**TRECHO SELECIONADO:**
%%

Vistos, relatados e discutidos estes autos de Apelação Cível nº 1044002-05.2018.8.26.0100, da Comarca de São Paulo, em que é apelante MINISTÉRIO PÚBLICO DO ESTADO DE SÃO PAULO, é apelado PATRÍCIA LACZYNSKI DE SOUZA.

ACORDAM, em Conselho Superior de Magistratura do Tribunal de Justiça de São Paulo, proferir a seguinte decisão: “Negaram provimento, v.u.”, de conformidade com o voto do Relator, que integra este acórdão.

O julgamento teve a participação dos Exmos. Desembargadores PEREIRA CALÇAS (PRESIDENTE TRIBUNAL DE JUSTIÇA) (Presidente), ARTUR MARQUES (VICE PRESIDENTE), XAVIER DE AQUINO (DECANO), EVARISTO DOS SANTOS (PRES. DA SEÇÃO DE DIREITO PÚBLICO), CAMPOS MELLO (PRES. DA SEÇÃO DE DIREITO PRIVADO) E FERNANDO TORRES GARCIA (PRES. SEÇÃO DE DIREITO CRIMINAL).

São Paulo, 16 de maio de 2019.

GERALDO FRANCISCO PINHEIRO FRANCO

Corregedor Geral da Justiça e Relator

Apelação Cível nº 1044002-05.2018.8.26.0100

Apelante: MINISTÉRIO PÚBLICO DO ESTADO DE SÃO PAULO

Apelado: PATRÍCIA LACZYNSKI DE SOUZA

VOTO Nº 37.738

Registro de Imóveis – Escritura de compra e venda de imóvel – Compradora solteira que declara conviver em união estável com companheiro divorciado, sob o regime da comunhão parcial de bens – Princípio da especialidade subjetiva – Apresentação de escritura declaratória de união estável – Exigência de registro da união estável no Livro E do Registro Civil das Pessoas Naturais e no Livro nº 3 (Registro Auxiliar) do Registro de Imóveis que, no caso concreto, não se sustenta – Dúvida improcedente – Recurso não provido.

Trata-se de recurso de apelação interposto pelo Ministério Público do Estado de São Paulo contra a sentença[1] proferida pela MM.ª Juíza Corregedora Permanente do 5º Oficial de Registro de Imóveis da Capital, que julgou improcedente dúvida suscitada e afastou o óbice apresentado em relação ao registro de escritura pública de compra e venda, tendo por objeto o imóvel matriculado sob nº 80.980 junto àquela serventia, lavrada pelo 2º Tabelião de Notas da Capital, a fls. 89/91 do Livro 2.737.

Alega o apelante, em síntese, que na escritura de compra e venda levada a registro a adquirente do imóvel declarou-se convivente em união estável, sob o regime da comunhão parcial de bens. Assim, entende obrigatória a apresentação de escritura declaratória de união estável do casal comprador, assim como a comprovação de seu registro no Livro E do Registro Civil das Pessoas Naturais e no Registro de Imóveis de seu domicílio[2].

%%

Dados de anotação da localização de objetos
%%

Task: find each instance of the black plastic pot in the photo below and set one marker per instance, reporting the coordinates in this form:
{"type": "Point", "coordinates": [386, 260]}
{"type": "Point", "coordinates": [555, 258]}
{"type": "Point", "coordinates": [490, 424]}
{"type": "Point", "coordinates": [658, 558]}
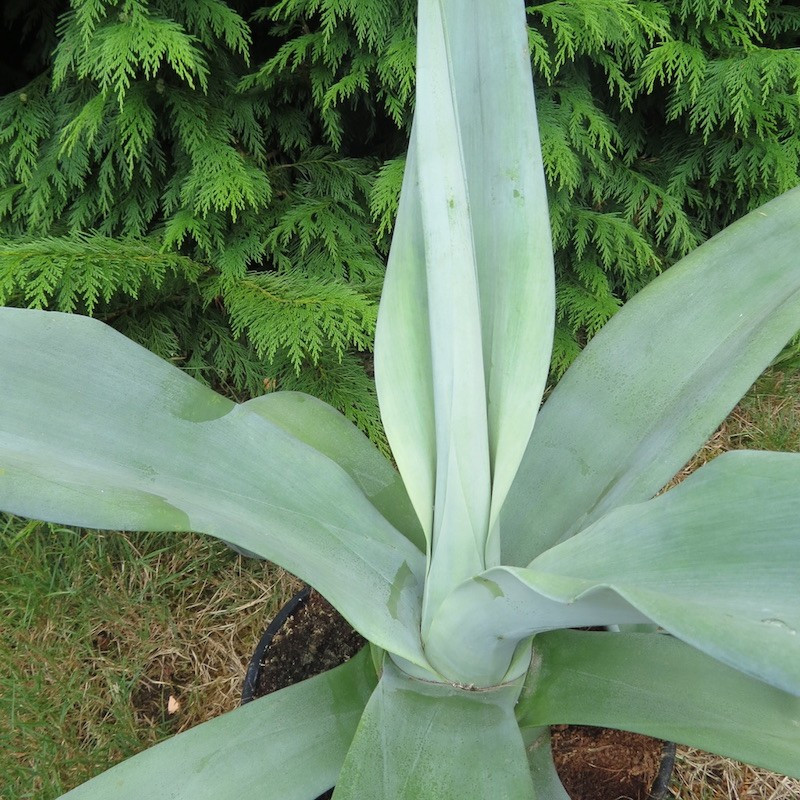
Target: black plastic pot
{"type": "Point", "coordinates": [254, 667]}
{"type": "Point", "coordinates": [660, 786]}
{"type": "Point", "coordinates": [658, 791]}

%%
%%

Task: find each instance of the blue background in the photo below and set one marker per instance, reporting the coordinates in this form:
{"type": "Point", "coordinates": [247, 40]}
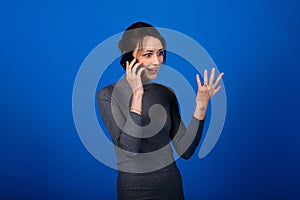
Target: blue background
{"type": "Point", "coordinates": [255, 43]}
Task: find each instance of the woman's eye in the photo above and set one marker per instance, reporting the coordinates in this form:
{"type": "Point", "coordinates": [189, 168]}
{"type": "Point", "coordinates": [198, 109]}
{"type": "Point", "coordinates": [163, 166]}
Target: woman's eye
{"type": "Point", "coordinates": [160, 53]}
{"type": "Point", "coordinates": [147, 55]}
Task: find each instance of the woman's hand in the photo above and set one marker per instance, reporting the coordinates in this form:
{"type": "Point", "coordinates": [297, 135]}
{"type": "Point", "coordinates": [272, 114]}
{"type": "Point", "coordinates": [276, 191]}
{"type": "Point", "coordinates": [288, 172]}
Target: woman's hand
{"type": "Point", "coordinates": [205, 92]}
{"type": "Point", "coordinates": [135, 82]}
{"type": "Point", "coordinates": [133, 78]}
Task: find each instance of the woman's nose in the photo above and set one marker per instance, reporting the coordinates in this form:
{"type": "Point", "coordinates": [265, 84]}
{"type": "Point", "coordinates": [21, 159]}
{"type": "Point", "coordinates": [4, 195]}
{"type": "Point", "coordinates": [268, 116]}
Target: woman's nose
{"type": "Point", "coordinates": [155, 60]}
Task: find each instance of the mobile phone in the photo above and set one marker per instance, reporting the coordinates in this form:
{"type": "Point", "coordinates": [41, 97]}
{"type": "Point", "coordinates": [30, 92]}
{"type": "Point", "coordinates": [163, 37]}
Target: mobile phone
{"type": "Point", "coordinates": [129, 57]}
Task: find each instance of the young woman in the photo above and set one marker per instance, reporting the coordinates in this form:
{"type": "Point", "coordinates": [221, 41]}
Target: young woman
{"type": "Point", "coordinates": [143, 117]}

%%
%%

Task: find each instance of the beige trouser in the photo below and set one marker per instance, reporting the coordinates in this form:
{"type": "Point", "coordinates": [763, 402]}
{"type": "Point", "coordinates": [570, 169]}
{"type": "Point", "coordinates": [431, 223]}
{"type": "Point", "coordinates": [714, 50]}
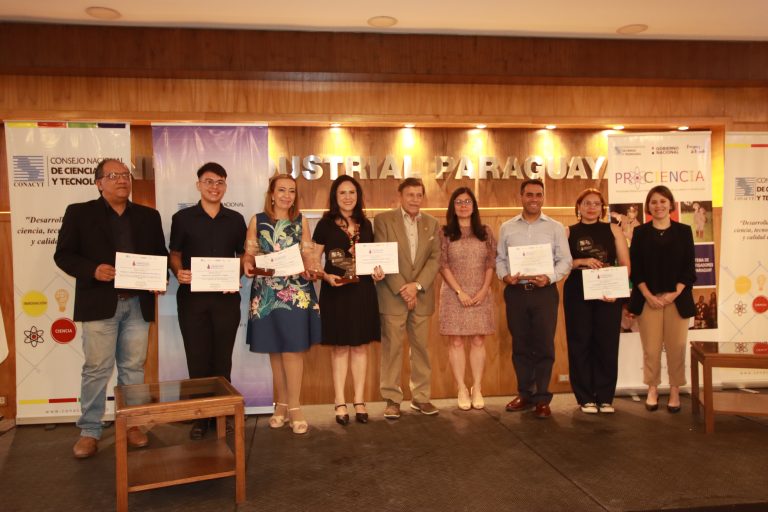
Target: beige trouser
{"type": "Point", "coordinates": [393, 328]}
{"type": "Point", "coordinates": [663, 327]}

%%

**TAREFAS:**
a. Reproduza o trecho do acórdão de "GERALDO FRANCISCO PINHEIRO" até "Recurso não provido.".
b. Diga quantas linhas dos registros contêm a palavra "blue", levando em conta a diferença entre maiúsculas e minúsculas. Responda somente com o número.

**RESPOSTAS DO EXERCÍCIO:**
a.
GERALDO FRANCISCO PINHEIRO FRANCO

Corregedor Geral da Justiça e Relator

Apelação Cível nº 1044002-05.2018.8.26.0100

Apelante: MINISTÉRIO PÚBLICO DO ESTADO DE SÃO PAULO

Apelado: PATRÍCIA LACZYNSKI DE SOUZA

VOTO Nº 37.738

Registro de Imóveis – Escritura de compra e venda de imóvel – Compradora solteira que declara conviver em união estável com companheiro divorciado, sob o regime da comunhão parcial de bens – Princípio da especialidade subjetiva – Apresentação de escritura declaratória de união estável – Exigência de registro da união estável no Livro E do Registro Civil das Pessoas Naturais e no Livro nº 3 (Registro Auxiliar) do Registro de Imóveis que, no caso concreto, não se sustenta – Dúvida improcedente – Recurso não provido.

b. 2